— Start Input data —
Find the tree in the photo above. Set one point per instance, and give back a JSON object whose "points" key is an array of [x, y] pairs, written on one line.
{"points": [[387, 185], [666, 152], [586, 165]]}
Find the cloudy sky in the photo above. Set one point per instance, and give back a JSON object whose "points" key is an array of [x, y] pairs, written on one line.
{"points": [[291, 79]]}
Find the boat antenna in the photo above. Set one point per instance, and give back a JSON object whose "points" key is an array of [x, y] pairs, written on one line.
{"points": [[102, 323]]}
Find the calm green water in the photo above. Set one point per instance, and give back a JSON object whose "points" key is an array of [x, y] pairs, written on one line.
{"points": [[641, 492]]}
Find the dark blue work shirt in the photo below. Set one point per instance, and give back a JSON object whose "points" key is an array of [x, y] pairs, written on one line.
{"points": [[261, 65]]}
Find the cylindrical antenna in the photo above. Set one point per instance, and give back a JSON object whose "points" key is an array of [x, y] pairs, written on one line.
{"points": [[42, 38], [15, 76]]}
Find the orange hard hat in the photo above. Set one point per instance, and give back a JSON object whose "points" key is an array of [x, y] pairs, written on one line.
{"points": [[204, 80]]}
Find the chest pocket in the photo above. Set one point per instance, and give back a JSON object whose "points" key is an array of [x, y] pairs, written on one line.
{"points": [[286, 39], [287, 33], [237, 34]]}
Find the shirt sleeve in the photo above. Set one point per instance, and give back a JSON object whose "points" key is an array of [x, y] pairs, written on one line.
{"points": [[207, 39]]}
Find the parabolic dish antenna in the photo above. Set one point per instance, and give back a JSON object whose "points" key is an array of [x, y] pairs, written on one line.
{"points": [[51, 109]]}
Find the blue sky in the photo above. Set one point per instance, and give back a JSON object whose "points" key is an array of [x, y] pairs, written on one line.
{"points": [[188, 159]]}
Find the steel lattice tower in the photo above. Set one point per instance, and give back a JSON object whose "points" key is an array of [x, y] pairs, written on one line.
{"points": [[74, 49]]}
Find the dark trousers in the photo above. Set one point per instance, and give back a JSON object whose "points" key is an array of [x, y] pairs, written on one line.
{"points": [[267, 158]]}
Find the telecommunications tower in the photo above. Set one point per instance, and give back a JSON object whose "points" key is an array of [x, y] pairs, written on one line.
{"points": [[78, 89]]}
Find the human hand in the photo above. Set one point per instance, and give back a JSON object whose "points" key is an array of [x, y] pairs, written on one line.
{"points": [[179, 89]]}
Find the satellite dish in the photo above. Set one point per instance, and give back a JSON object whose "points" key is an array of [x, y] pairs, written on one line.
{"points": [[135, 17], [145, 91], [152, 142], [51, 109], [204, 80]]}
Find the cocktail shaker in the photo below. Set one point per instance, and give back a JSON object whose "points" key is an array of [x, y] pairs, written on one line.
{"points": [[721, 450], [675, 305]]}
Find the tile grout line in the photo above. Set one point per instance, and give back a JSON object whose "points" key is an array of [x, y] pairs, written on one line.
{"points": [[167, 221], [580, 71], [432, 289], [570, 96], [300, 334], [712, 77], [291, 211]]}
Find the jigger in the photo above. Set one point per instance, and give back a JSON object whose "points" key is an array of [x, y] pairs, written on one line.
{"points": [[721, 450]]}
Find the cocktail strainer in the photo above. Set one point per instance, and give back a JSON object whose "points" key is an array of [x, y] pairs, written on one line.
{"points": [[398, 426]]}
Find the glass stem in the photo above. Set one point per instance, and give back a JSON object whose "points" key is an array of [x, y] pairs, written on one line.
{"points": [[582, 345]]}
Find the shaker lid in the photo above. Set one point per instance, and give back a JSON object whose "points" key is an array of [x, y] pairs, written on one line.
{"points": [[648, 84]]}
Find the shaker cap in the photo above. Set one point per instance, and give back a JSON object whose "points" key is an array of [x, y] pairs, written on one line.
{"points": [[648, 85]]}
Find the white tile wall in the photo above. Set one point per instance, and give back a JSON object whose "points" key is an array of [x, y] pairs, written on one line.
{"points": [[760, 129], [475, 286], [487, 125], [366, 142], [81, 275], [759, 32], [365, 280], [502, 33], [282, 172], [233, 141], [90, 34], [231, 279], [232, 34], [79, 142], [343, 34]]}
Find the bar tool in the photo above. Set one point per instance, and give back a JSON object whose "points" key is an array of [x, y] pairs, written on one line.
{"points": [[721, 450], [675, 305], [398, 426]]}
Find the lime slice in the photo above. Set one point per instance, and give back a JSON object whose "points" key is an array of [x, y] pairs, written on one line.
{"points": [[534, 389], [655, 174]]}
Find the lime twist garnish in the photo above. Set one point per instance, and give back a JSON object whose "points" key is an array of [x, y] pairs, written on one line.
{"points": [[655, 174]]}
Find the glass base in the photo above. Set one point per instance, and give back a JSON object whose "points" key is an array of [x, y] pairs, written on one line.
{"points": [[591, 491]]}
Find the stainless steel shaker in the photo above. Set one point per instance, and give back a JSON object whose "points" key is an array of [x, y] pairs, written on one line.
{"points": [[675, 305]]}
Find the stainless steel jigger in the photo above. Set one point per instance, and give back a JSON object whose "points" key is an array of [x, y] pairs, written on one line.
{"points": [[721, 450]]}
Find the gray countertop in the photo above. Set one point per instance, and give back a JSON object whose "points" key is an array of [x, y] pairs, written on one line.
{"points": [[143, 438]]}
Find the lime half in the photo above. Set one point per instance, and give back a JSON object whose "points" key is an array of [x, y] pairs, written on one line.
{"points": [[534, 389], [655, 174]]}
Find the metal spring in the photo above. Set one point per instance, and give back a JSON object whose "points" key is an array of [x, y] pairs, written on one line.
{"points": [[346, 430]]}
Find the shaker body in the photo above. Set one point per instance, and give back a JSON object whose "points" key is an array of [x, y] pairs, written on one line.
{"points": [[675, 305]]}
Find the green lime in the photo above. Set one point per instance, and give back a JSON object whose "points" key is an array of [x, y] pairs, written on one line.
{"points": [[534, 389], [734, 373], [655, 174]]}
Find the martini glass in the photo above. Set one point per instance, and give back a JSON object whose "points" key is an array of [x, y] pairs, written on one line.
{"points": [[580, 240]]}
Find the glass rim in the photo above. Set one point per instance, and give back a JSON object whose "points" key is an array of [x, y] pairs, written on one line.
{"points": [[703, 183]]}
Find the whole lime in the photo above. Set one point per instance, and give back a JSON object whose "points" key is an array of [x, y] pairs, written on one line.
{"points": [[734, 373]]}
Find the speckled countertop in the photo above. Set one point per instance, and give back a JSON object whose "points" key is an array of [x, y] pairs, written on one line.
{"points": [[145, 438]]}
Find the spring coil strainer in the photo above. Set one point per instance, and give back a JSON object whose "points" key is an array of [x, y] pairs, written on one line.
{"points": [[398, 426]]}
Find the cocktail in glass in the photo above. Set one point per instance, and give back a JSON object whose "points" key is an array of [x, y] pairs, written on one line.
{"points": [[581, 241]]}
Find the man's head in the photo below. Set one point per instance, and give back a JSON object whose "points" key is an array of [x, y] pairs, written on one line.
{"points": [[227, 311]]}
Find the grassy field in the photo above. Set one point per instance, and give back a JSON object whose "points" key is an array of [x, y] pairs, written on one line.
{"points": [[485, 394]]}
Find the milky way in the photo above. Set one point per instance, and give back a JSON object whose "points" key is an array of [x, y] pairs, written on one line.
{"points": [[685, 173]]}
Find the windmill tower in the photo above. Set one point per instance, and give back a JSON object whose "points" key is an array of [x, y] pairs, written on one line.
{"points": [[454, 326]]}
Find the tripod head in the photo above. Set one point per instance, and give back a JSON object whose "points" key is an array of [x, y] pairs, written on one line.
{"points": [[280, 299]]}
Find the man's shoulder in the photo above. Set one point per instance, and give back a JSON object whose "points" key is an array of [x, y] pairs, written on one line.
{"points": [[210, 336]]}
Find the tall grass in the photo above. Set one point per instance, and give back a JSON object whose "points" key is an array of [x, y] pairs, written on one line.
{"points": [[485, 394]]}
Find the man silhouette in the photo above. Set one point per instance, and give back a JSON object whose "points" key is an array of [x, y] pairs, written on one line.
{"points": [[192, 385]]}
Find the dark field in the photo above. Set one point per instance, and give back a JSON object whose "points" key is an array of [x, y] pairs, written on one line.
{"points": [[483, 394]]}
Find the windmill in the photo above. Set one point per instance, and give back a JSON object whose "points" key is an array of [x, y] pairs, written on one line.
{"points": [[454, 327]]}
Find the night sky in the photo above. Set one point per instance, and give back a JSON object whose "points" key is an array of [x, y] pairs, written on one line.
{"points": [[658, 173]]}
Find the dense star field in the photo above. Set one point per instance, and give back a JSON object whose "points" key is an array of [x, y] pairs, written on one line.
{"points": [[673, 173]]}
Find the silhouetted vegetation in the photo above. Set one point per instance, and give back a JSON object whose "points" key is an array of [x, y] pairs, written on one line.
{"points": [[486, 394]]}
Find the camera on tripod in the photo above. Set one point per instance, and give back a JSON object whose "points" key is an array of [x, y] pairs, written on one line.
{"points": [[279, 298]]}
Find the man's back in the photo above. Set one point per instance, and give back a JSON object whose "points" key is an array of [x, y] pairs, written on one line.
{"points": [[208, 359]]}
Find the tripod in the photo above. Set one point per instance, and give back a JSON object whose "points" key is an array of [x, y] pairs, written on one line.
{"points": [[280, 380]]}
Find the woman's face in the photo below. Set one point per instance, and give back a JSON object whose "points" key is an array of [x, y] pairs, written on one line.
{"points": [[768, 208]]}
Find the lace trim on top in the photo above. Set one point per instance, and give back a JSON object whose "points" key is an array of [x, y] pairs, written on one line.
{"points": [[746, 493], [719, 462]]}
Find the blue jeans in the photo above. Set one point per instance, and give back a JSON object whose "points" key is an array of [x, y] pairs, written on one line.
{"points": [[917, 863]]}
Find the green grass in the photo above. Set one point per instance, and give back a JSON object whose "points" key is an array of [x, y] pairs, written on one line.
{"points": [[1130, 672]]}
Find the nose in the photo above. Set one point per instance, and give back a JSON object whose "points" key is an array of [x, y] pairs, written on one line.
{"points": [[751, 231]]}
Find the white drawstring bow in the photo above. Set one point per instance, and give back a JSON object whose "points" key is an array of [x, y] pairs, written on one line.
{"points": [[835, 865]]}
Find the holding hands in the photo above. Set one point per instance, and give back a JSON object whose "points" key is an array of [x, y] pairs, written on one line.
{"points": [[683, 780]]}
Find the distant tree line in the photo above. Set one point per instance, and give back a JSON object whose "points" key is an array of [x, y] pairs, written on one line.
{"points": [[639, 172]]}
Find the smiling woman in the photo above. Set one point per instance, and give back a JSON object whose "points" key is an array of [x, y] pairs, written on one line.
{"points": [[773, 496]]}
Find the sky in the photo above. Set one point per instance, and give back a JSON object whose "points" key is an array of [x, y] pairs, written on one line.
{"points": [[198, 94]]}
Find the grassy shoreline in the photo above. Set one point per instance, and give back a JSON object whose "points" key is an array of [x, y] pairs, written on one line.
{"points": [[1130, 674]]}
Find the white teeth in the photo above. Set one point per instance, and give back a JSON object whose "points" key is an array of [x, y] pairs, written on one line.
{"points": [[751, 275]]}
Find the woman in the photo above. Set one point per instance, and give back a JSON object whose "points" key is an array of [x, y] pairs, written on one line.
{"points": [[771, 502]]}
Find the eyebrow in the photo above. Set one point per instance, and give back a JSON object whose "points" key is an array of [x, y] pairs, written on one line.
— End Input data —
> **Objective**
Copy exactly the lines above, from the one containing "Find the smiling" through the very last line.

> **Task answer**
Find the smiling woman in the photo above. Set one point per instance, and give back a JSON object whose "points" key is an array of [x, y] pairs, written on one line.
{"points": [[773, 496]]}
Find the sky in the photo above. Set one point per instance, and give back a JSON object whose "points" key is an array of [x, y] pairs, written on one line.
{"points": [[198, 94]]}
Find the grassy shoreline in the photo above. Set one point per instance, and give back a JSON object whose "points" key is an array of [x, y] pairs, written on one line.
{"points": [[1130, 674]]}
Find the white teeth in the photo above. Set one point per instance, and give back a JSON object whose "points" key is an array of [x, y] pairs, written on one line.
{"points": [[751, 275]]}
Find the woman in the photo above. Set one point per instance, and give back a JSON object whose "points" key is an array of [x, y] pairs, written on one line.
{"points": [[771, 502]]}
Find the eyebrow in the photo above. Set one point per instance, and give back a JSON object whose "points" key is an array of [x, y] pairs, written on one line.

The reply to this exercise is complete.